START THE DATA

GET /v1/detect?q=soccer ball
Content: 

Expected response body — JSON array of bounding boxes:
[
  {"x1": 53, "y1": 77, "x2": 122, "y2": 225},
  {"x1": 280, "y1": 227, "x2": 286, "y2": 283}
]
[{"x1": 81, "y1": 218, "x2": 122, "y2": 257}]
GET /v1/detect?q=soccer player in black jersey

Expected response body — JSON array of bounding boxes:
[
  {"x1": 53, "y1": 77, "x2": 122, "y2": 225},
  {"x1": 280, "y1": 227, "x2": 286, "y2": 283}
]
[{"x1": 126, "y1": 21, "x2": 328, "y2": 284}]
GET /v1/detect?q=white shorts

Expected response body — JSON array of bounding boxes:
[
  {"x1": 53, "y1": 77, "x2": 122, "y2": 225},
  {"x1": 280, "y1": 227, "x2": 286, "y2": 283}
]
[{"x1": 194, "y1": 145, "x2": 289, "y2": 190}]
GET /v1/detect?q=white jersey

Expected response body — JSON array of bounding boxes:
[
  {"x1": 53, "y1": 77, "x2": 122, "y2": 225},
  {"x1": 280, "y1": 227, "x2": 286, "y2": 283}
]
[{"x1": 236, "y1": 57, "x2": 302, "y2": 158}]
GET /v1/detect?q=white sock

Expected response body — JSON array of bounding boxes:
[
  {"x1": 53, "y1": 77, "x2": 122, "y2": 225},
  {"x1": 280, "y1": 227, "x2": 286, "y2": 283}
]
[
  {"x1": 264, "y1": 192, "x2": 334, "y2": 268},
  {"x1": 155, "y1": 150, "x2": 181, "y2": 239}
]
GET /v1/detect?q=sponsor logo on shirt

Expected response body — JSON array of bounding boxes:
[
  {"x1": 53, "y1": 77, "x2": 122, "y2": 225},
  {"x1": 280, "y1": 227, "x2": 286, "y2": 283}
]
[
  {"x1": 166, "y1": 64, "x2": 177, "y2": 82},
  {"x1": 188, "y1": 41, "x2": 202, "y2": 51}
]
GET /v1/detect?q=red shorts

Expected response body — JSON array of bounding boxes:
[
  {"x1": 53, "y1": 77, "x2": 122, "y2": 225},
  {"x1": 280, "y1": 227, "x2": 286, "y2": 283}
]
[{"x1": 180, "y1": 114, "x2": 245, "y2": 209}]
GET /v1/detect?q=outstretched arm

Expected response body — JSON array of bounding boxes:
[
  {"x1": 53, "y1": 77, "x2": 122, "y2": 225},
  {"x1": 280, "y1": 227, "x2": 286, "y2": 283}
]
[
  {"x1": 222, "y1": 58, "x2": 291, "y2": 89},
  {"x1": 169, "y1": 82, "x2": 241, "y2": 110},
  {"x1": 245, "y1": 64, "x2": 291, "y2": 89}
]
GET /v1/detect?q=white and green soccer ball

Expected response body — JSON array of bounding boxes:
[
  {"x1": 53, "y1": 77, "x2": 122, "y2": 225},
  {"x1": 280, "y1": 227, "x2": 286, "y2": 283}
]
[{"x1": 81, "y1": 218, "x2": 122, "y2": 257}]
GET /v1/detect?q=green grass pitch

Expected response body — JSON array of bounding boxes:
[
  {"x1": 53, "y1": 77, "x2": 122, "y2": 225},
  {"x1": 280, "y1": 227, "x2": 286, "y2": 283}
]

END THE DATA

Retype all of the records above word for word, with no changes.

§ **IN RESPONSE**
GET /v1/detect?q=soccer ball
Content: 

Expected response body — JSON array of bounding boxes:
[
  {"x1": 53, "y1": 77, "x2": 122, "y2": 225},
  {"x1": 280, "y1": 227, "x2": 286, "y2": 283}
]
[{"x1": 81, "y1": 218, "x2": 122, "y2": 257}]
GET /v1/detect?q=soccer player in black jersey

Expected response body — JSON array of bounding boxes:
[
  {"x1": 53, "y1": 77, "x2": 122, "y2": 225},
  {"x1": 280, "y1": 227, "x2": 286, "y2": 283}
]
[{"x1": 126, "y1": 21, "x2": 328, "y2": 284}]
GET /v1/detect?q=white shorts

Expected response body — JSON array of bounding boxes:
[
  {"x1": 53, "y1": 77, "x2": 122, "y2": 225},
  {"x1": 280, "y1": 227, "x2": 286, "y2": 283}
]
[{"x1": 194, "y1": 145, "x2": 289, "y2": 190}]
GET /v1/detect?q=white jersey

Expected response body — JSON array of bounding boxes:
[
  {"x1": 53, "y1": 77, "x2": 122, "y2": 225},
  {"x1": 280, "y1": 227, "x2": 286, "y2": 283}
]
[{"x1": 236, "y1": 57, "x2": 302, "y2": 158}]
GET /v1/detect?q=white sock

Expected response body — JSON array of bounding boxes:
[
  {"x1": 53, "y1": 77, "x2": 122, "y2": 225},
  {"x1": 280, "y1": 227, "x2": 286, "y2": 283}
]
[
  {"x1": 264, "y1": 192, "x2": 334, "y2": 268},
  {"x1": 155, "y1": 150, "x2": 181, "y2": 239}
]
GET /v1/detect?q=sponsor logo on shirt

Expected response body — JSON array of bounding boxes:
[
  {"x1": 53, "y1": 77, "x2": 122, "y2": 225},
  {"x1": 280, "y1": 227, "x2": 286, "y2": 283}
]
[
  {"x1": 166, "y1": 64, "x2": 177, "y2": 82},
  {"x1": 188, "y1": 41, "x2": 202, "y2": 51}
]
GET /v1/detect?q=red shorts

Expected response body — JSON array of bounding boxes:
[
  {"x1": 53, "y1": 77, "x2": 122, "y2": 225},
  {"x1": 280, "y1": 227, "x2": 286, "y2": 283}
]
[{"x1": 180, "y1": 114, "x2": 245, "y2": 209}]
GET /v1/detect?q=outstretched arm

Expected response body — JSON array of bounding boxes:
[
  {"x1": 53, "y1": 77, "x2": 122, "y2": 225},
  {"x1": 280, "y1": 227, "x2": 286, "y2": 283}
]
[
  {"x1": 222, "y1": 58, "x2": 291, "y2": 89},
  {"x1": 169, "y1": 82, "x2": 241, "y2": 110},
  {"x1": 245, "y1": 64, "x2": 291, "y2": 89}
]
GET /v1/detect?q=white and green soccer ball

Expected response body — JSON array of bounding boxes:
[
  {"x1": 53, "y1": 77, "x2": 122, "y2": 225},
  {"x1": 280, "y1": 227, "x2": 286, "y2": 283}
]
[{"x1": 81, "y1": 218, "x2": 122, "y2": 257}]
GET /v1/detect?q=green grass pitch

Expected response body — JSON array of bounding boxes:
[
  {"x1": 53, "y1": 77, "x2": 122, "y2": 225},
  {"x1": 280, "y1": 227, "x2": 286, "y2": 283}
]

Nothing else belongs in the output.